● EXERCISE DATA
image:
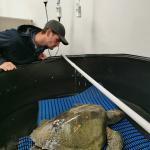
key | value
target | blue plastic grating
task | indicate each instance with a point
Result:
(48, 109)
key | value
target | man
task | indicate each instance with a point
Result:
(27, 43)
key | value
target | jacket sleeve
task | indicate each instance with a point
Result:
(4, 43)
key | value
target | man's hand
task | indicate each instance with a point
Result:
(42, 56)
(7, 66)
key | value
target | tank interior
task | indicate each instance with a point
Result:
(126, 76)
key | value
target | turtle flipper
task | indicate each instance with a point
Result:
(115, 141)
(114, 116)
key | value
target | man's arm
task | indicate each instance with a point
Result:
(4, 64)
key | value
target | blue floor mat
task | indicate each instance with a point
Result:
(50, 108)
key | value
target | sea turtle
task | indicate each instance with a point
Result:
(83, 127)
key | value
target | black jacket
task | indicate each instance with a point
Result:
(16, 45)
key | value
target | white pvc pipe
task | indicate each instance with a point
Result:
(136, 117)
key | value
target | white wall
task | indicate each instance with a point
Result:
(106, 26)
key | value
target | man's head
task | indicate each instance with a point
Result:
(56, 28)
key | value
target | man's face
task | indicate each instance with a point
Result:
(52, 39)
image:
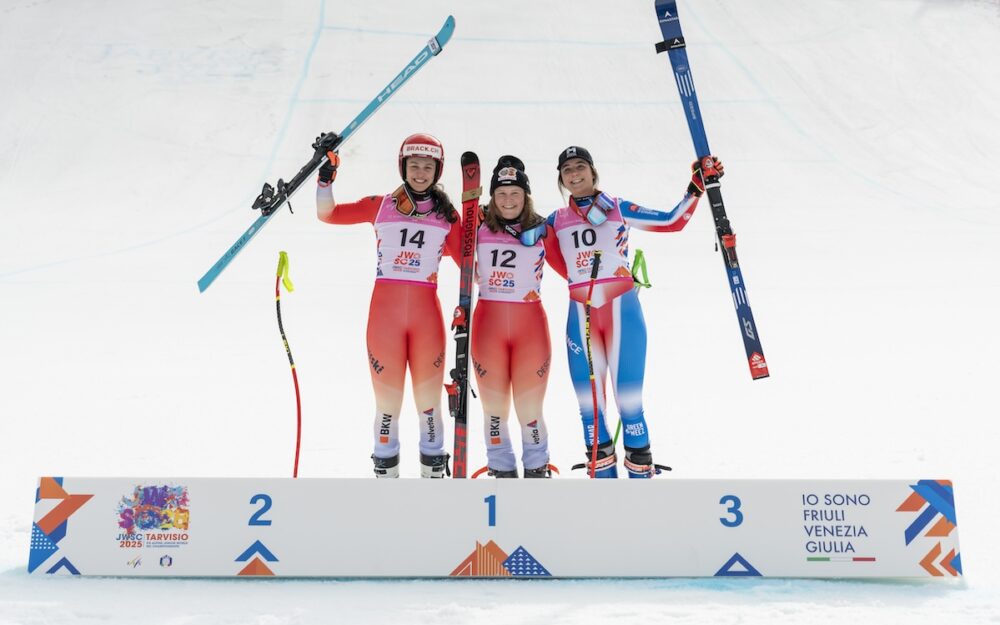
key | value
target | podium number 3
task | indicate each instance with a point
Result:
(734, 504)
(265, 501)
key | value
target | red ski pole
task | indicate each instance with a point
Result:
(283, 279)
(595, 264)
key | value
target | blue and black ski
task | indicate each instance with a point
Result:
(673, 45)
(273, 198)
(458, 390)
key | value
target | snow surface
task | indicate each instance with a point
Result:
(860, 141)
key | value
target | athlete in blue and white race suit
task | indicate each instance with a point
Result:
(594, 221)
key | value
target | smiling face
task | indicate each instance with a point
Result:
(420, 172)
(509, 201)
(578, 177)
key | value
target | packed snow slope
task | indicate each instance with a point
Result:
(860, 142)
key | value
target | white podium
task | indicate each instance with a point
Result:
(181, 527)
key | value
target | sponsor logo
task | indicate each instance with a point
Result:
(494, 430)
(533, 432)
(431, 430)
(154, 516)
(377, 367)
(401, 78)
(635, 429)
(383, 430)
(422, 149)
(573, 347)
(541, 371)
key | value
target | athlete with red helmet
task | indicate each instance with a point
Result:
(415, 226)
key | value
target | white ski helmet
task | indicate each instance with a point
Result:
(421, 144)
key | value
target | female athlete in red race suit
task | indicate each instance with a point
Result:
(414, 227)
(511, 349)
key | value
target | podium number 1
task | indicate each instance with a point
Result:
(491, 503)
(733, 509)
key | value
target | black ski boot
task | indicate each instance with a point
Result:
(499, 473)
(639, 463)
(607, 461)
(386, 467)
(542, 471)
(434, 466)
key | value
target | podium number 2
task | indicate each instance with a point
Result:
(266, 505)
(734, 509)
(491, 503)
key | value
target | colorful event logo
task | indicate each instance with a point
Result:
(154, 516)
(490, 560)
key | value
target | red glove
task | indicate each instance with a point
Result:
(702, 169)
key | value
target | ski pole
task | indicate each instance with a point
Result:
(595, 264)
(283, 278)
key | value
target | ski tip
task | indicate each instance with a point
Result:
(444, 35)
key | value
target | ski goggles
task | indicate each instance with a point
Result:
(406, 205)
(529, 236)
(596, 212)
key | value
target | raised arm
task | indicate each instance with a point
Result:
(676, 218)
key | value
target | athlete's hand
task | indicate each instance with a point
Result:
(328, 170)
(326, 142)
(701, 169)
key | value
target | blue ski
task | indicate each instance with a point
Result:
(673, 45)
(273, 198)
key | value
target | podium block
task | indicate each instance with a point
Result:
(216, 527)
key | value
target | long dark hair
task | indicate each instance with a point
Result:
(442, 203)
(528, 219)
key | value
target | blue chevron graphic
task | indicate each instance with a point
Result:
(940, 497)
(64, 563)
(940, 500)
(256, 547)
(748, 569)
(919, 524)
(522, 564)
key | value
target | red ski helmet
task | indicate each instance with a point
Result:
(421, 144)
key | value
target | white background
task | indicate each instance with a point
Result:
(859, 140)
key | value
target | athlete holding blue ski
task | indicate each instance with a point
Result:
(593, 222)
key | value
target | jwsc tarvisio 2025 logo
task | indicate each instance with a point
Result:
(153, 516)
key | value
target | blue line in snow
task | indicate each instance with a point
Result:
(244, 204)
(503, 40)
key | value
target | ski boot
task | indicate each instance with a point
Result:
(500, 473)
(639, 463)
(607, 461)
(543, 471)
(386, 467)
(434, 466)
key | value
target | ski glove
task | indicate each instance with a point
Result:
(713, 167)
(327, 142)
(328, 170)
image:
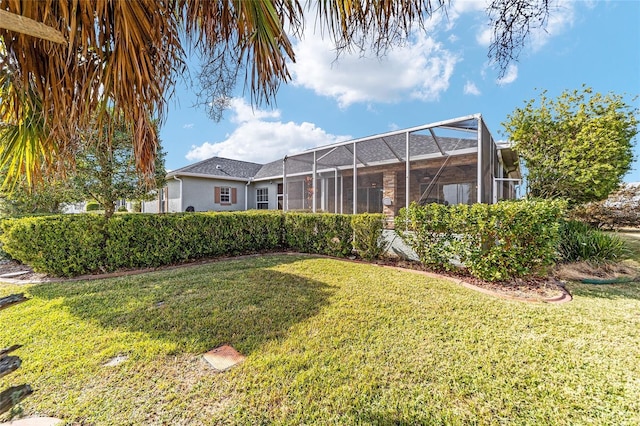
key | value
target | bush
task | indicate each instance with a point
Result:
(70, 245)
(63, 245)
(154, 240)
(367, 235)
(92, 206)
(494, 242)
(581, 242)
(321, 233)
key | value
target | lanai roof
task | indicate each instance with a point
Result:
(219, 167)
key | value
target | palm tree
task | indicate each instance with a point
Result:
(63, 61)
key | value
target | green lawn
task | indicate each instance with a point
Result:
(327, 342)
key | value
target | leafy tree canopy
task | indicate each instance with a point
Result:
(48, 195)
(105, 168)
(127, 55)
(577, 146)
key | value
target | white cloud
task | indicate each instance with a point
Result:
(561, 18)
(509, 77)
(421, 69)
(471, 89)
(261, 141)
(244, 112)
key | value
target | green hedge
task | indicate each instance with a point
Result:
(494, 242)
(92, 207)
(69, 245)
(152, 240)
(62, 245)
(321, 233)
(367, 235)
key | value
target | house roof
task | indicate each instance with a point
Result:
(455, 137)
(380, 150)
(219, 167)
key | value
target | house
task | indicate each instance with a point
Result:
(452, 161)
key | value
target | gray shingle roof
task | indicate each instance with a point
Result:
(376, 150)
(219, 166)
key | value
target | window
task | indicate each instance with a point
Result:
(280, 196)
(225, 195)
(458, 193)
(262, 198)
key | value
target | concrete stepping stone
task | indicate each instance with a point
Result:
(33, 421)
(223, 357)
(14, 274)
(116, 360)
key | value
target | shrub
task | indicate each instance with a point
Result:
(70, 245)
(154, 240)
(367, 235)
(494, 242)
(92, 206)
(581, 242)
(63, 245)
(321, 233)
(430, 232)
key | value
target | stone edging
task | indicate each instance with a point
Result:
(563, 298)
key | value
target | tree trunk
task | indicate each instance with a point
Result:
(9, 364)
(12, 299)
(13, 395)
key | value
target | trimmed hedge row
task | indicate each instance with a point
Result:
(69, 245)
(494, 242)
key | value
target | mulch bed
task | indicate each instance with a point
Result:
(533, 289)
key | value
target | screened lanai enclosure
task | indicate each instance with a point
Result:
(448, 162)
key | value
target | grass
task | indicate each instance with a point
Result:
(327, 342)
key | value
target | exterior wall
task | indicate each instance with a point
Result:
(173, 196)
(200, 194)
(271, 186)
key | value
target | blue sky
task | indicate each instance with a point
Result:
(442, 74)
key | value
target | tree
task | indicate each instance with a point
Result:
(126, 56)
(577, 147)
(105, 166)
(48, 195)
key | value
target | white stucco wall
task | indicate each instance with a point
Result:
(199, 193)
(273, 194)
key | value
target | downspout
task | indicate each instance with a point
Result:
(246, 195)
(180, 206)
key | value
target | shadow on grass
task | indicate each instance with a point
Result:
(628, 290)
(244, 303)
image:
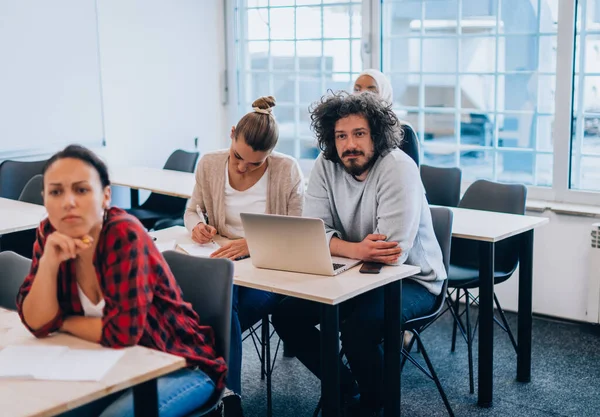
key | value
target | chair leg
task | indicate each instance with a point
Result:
(469, 341)
(434, 375)
(503, 317)
(269, 368)
(264, 335)
(455, 323)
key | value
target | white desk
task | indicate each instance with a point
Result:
(162, 181)
(138, 368)
(488, 228)
(17, 215)
(330, 292)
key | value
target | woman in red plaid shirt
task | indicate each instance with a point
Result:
(97, 275)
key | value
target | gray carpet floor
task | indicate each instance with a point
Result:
(565, 376)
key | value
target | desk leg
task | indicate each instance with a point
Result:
(330, 350)
(135, 197)
(525, 307)
(392, 347)
(486, 325)
(145, 399)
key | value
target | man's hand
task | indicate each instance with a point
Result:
(374, 248)
(233, 250)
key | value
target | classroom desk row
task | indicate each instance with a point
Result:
(488, 228)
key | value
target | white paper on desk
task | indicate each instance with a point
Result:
(195, 249)
(58, 363)
(165, 245)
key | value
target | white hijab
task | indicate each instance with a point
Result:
(383, 84)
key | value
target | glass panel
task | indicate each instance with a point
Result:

● WHAT YOU ARE ASKED TO DO
Out of the material above, output word for word the line with "target | red glove", the line with "target | red ski helmet", and all lines between them, with nothing else.

● WRITTEN RESPONSE
target | red glove
task | indicate each instance with a point
Result:
(702, 169)
key | value
target | ski pole
task | indicate each instance with a point
Result:
(595, 264)
(283, 278)
key | value
target | ski tip
task | indicate each instance with a point
Result:
(444, 35)
key | value
target | ski goggles
task | indicate each instance with a point
Result:
(406, 205)
(529, 236)
(596, 212)
key | value
target | raised arm
task | indicate each instance with a point
Result:
(676, 218)
key | value
target | athlete's hand
task | indicate each instance with a point
Result:
(328, 170)
(326, 142)
(701, 169)
key | value
target | blue ski
task | indicate each instance with a point
Result:
(673, 45)
(273, 198)
key | value
target | podium block
task | indicate each instance with a point
Result:
(216, 527)
key | value
target | long dark hair
task | indicate each instance with a point
Result:
(442, 203)
(528, 219)
key | value
target | blue chevron graphic
task | indicate each instance with a point
Result:
(940, 497)
(64, 563)
(940, 500)
(256, 547)
(748, 569)
(919, 524)
(522, 564)
key | value
target | red ski helmet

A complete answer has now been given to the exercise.